页面:
以税收优惠推动年金市场发展,本文主要内容关键词为:年金论文,税收优惠论文,市场论文,此文献不代表本站观点,内容供学术参考,文章仅供参考阅读下载。
税收政策一直是企业年金研究领域的重要问题,随着企业年金市场参与机构即将真的进入市场逐步进入实质性运作,税收优惠问题已成为阻碍市场扩大的重要制度因素之一。
企业年金税改得多失少
企业年金的税收过程主要涉及缴费环节中的企业所得税和个人所得税,投资收益环节的所得税和年金领取环节的个人所得税。目前政策基本上只涉及到缴费环节上企业缴费部分在工资收入4%-5%左右可在成本列支,其他环节没有涉及。关于这几个环节税收给予优惠后的成本与收益,理论界从多种角度进行过测算,其中刘云龙、姚枝仲、傅安平(2002),劳动和社会保障部社会保险研究所(2003),张勇、王美今(2004)的测算具有一定代表性。
刘云龙等(2002)首先以假设企业将原本以直接薪金方式发放给职工的工资改为以养老金方式发放,计算得出免征企业所得税导致税收减少额为企业年金保险保费增加额的24.2%,进一步免缴个人所得税则减少额达到企业年金保险保费增加额的34.2%。另外还通过养老金增长测算了税收减少额对整个财政收入和税收收入的影响非常小,均只占1%左右。因此,对养老金缴费阶段的税收优惠对于促进企业年金发展是一条成本较低的政策。劳动和社会保障部(2003)的测算则是以基本养老保险和企业年金之间的关系为基础,发现从2003年起企业职工按工资收入的8%建立企业年金,到2020年将形成相当规模的企业年金基金,其中历年收入、支出的平均增长速度为14.7%和36%,而同期基本养老保险的收入、支出平均增长速度为12.2%和8.9%,这说明企业年金作为第二支柱的作用将不断增强,积累额均高于基本养老保险。伴随着累计税收额的逐年增加,企业年金积累额始终保持在税收累计减少额的5-6倍,这表明国家每投入1元资金将导致企业年金积累额增加5-6元。张勇、王美今(2004)指出上述研究将雇员的实际寿命等于预期寿命,从而把企业年金当成了确定性年金。他们从不确定性出发,构建了企业年金税收支出的精算统计模型,并综合了企业年金的“跨期”特性和基准税收的选择。研究表明,2002年我国企业年金税收支出为18.3亿元,在确定性情形下,雇员的平均税收支出为288元,比不确定性条件下的278元要高出3.6%,即目前的测算高估了我国企业年金的税收支出。而从替代率看,他们认为企业年金替代率水平每提高1%,税收优惠比例就要增加大约0.45%,税收支出增长11.2%。在当前政策下,要使替代率水平达到20%的改革目标,税收优惠比例应提高到9%,同时税收支出增长125%,达到41亿元。

已存记录
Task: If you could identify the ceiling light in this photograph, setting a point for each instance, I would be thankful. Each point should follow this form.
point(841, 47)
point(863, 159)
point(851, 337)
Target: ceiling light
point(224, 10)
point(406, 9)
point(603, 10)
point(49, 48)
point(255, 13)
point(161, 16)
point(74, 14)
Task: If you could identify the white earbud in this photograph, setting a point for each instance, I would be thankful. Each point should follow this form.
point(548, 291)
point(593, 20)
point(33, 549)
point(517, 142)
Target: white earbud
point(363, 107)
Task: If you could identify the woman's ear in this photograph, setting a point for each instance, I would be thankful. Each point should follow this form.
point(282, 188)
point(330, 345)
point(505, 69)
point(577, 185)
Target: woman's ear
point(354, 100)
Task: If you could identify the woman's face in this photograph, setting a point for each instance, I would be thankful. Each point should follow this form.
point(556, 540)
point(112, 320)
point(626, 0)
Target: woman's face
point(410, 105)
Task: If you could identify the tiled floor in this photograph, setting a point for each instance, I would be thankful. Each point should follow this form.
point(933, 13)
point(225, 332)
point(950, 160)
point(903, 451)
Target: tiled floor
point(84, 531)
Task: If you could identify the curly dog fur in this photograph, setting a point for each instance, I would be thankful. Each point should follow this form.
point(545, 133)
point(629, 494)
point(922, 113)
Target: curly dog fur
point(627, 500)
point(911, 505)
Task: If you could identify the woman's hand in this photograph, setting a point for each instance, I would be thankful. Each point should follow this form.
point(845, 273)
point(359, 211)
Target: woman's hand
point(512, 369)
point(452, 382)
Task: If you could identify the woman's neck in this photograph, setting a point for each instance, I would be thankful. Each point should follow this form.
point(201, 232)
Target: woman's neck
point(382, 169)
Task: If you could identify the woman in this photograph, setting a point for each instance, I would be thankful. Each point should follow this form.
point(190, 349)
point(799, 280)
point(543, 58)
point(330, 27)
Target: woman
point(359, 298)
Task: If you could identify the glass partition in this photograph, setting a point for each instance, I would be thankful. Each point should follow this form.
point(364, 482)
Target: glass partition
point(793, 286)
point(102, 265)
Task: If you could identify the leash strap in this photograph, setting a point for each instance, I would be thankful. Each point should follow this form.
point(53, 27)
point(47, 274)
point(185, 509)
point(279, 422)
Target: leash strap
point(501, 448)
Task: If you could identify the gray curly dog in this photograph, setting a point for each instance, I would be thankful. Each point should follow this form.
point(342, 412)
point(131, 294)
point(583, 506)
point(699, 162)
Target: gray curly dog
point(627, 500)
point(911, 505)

练习说明:
你能从上面那篇谈企业年金税收优惠的文章最后一句之后接着写下去吗?

书面回答:
以上这些测算从一定程度上表明了我国企业年金进行税制改革的成本较低,收益较高。但是以上测算主要局限于企业年金市场本身,事实上,企业年金市场的发展还具有明显的正外部性效应,该效应带动了金融市场和整体经济的发展。以此为出发点可以看到企业年金税惠改革将带来更大的市场建设方面的收益。例如,企业年金制度的建立和企业年金相关资金进入证券市场会扩大了证券市场的稳定资金来源,推动储蓄分流,从而促进金融结构调整。按照劳动和社会保障部(2003)的年金增长量估计,到2020年我国企业年金资金结余将达到50762亿元,以此为基数,按照《企业年金基金管理办法》中对于货币类资产、固定收益类资产和权益类资产投资比例2:5:3的比例换算,那么投资在货币市场、债券市场和股票市场的资金将会达到15229亿元、25381亿元和10152亿元。尽管具体实施中投资比例必然有所调整,但是简略估算也将是比较可观的规模。而且,企业年金作为长期持有的机构投资者,其投资证券市场将会起到较好的价值投资的示范效应,可以吸引更多的场外资金进入。这部分资金如果没有企业年金制度的支持,则可能会以储蓄的形式进行养老保障,这样既无法提高养老资金的收益率,也无法缓解当前中国金融体系中间接融资体系权重过大的弊端。另外,税惠措施推动企业年金发展,也促进了企业自身调整人力资源策略,优化激励机制,从而推动效率提高。这些由于优惠措施带来间接的外部效应也因考虑到税收改革的整体收益中。
因而,企业年金税收改革的成本与收益测算是一个涉及多期间、多市场领域、多经济层面的问题,这就意味着在实际的税惠政策制定也相应从更为宏观的视野去看待,才能避免局部利益的得失,扫清企业年金税改的障碍。
国外企业年金税改的经验
从各国情况来看,其企业年金税收优惠政策都体现了成本负担、权威性、诱导性和有弹性等特征。
有成本的税收优惠。各国企业年金税收优惠政策表明,给予企业年金运营环节一定程度的免税是政府为养老金改革所支付的成本,这一成本是政府减缓自身养老负担,以隐性转移支付的方式转化为员工退休后收入增加的一种必要支出,同时这种成本同时也带来了促进国内储蓄率提高、推动资本积累、加快资本市场发展、刺激经济增长的正外部性。这种成本是基本上所有国家推动企业年金税收优惠改革所必须支付的,政府需要权衡税改成本、财政收入状况和支持年金发展重要性几方面的轻重,从而做出合理的安排。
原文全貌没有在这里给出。